▶ Point-per-instance localization data
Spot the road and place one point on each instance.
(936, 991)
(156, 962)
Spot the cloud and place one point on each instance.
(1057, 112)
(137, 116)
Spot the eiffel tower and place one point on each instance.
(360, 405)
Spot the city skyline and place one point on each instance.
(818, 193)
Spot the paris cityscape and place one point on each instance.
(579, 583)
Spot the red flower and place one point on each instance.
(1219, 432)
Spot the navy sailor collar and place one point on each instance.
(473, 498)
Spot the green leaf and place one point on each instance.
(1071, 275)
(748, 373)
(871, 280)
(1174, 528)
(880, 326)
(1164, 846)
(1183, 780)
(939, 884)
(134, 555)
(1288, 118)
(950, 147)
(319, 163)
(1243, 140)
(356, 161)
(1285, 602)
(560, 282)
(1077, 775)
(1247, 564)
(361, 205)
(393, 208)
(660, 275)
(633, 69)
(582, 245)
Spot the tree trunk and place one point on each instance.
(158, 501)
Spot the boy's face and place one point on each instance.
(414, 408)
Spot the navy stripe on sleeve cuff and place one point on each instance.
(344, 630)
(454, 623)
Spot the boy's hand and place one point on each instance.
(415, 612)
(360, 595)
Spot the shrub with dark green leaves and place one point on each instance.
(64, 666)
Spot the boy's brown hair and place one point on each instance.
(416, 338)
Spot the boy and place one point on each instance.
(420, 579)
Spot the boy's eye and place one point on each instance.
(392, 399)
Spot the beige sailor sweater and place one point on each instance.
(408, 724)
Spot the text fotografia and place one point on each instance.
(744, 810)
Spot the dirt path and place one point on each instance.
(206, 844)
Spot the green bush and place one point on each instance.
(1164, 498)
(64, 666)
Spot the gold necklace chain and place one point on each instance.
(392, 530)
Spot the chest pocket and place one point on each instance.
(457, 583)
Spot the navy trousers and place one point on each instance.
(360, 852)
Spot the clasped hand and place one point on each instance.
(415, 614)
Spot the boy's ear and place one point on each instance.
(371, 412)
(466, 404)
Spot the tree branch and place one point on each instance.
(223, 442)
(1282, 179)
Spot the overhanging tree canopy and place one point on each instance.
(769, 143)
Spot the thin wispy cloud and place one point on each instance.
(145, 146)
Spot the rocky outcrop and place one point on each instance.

▶ WORK TASK
For every record above, print an exact copy.

▶ SOLUTION TO THIS EXERCISE
Spot the road and place one point on each instance.
(936, 991)
(156, 962)
Spot the cloud and place one point on each instance.
(1057, 112)
(137, 116)
Spot the eiffel tower and place one point on each instance.
(360, 405)
Spot the city skyline and place one point on each instance.
(818, 193)
Spot the paris cityscape and place one point on each instance.
(579, 583)
Spot the red flower and place one point on each instance.
(1219, 432)
Spot the navy sailor collar and place one point on each instance.
(473, 498)
Spot the green leaf and place one point on each instance.
(1071, 275)
(748, 373)
(871, 280)
(1174, 528)
(880, 326)
(1164, 846)
(1183, 780)
(939, 884)
(134, 555)
(1288, 118)
(950, 147)
(319, 163)
(1243, 140)
(356, 161)
(1285, 602)
(560, 282)
(1077, 775)
(1247, 564)
(361, 205)
(393, 208)
(660, 275)
(633, 69)
(582, 245)
Spot the tree trunk and place one point on each instance.
(158, 501)
Spot the boy's face and place one point on each instance.
(414, 408)
Spot the navy stripe on sleeve cuff and place one point on each instance.
(344, 630)
(454, 623)
Spot the boy's hand and place one point on each instance.
(415, 612)
(360, 595)
Spot the shrub with dark green leaves and place one point on each instance.
(64, 666)
Spot the boy's brown hair and place one point on each instance.
(416, 338)
Spot the boy and place one point on each instance.
(420, 579)
Spot the boy's eye and place one point on each instance.
(392, 399)
Spot the beige sailor sweater and place one point on each instance.
(408, 724)
Spot the text fotografia and place one point on each instance.
(744, 810)
Spot the dirt path and place one point on each instance.
(206, 844)
Spot the green bush and place one point on each instance.
(1164, 498)
(64, 666)
Spot the gold necklace chain and place one point on each instance.
(392, 530)
Spot the chest pocket and place one point on each instance.
(457, 583)
Spot the navy trousers and place one point on each instance.
(360, 852)
Spot the clasped hand and place one point on each instance.
(415, 614)
Spot the boy's ear and place one point on each instance.
(371, 412)
(466, 404)
Spot the tree branch and place one point on each instance.
(223, 442)
(1282, 179)
Spot the overhanging tree canopy and place one point on each instance.
(769, 143)
Spot the thin wispy cloud and place one point on each instance.
(145, 146)
Spot the rocky outcrop and place one point on each instance.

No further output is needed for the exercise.